(Records drawn from a dataset)
>>>>>

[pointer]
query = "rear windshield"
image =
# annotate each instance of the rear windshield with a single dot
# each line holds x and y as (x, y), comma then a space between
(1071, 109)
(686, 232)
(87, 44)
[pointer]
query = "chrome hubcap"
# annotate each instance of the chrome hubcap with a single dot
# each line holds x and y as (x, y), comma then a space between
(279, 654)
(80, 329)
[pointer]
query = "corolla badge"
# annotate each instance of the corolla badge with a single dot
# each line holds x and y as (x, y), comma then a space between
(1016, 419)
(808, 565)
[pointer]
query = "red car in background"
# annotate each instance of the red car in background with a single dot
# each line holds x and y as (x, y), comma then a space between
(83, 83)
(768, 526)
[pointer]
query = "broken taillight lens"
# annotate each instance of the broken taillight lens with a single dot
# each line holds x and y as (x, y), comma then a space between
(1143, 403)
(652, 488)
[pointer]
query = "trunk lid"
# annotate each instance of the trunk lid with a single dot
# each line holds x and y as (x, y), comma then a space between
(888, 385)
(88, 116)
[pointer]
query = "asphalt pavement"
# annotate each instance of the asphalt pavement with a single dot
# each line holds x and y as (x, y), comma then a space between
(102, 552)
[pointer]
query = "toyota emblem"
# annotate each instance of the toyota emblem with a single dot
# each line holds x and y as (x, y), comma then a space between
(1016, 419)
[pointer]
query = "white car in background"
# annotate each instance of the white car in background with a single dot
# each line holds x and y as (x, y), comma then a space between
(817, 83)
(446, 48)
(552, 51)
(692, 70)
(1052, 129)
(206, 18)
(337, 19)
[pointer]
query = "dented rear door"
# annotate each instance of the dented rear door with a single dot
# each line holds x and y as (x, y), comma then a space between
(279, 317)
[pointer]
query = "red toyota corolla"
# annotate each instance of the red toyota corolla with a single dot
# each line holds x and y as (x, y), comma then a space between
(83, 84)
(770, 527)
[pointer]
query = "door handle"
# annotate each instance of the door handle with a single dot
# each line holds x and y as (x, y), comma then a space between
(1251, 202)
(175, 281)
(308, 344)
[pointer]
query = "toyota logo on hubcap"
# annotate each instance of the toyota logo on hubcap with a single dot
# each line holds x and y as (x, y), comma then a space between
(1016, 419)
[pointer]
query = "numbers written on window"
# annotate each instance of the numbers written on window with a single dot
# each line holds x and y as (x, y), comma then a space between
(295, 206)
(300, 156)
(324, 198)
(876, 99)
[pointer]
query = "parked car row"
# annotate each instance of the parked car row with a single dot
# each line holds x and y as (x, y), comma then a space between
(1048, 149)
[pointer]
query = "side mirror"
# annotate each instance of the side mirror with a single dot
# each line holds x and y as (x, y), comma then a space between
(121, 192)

<<<<<

- [DIRECTIONS FOR THIS TASK] How many lines of the entries contain the string "dented"? Answer with a number and no other words.

- [COMPLETED TASK] 2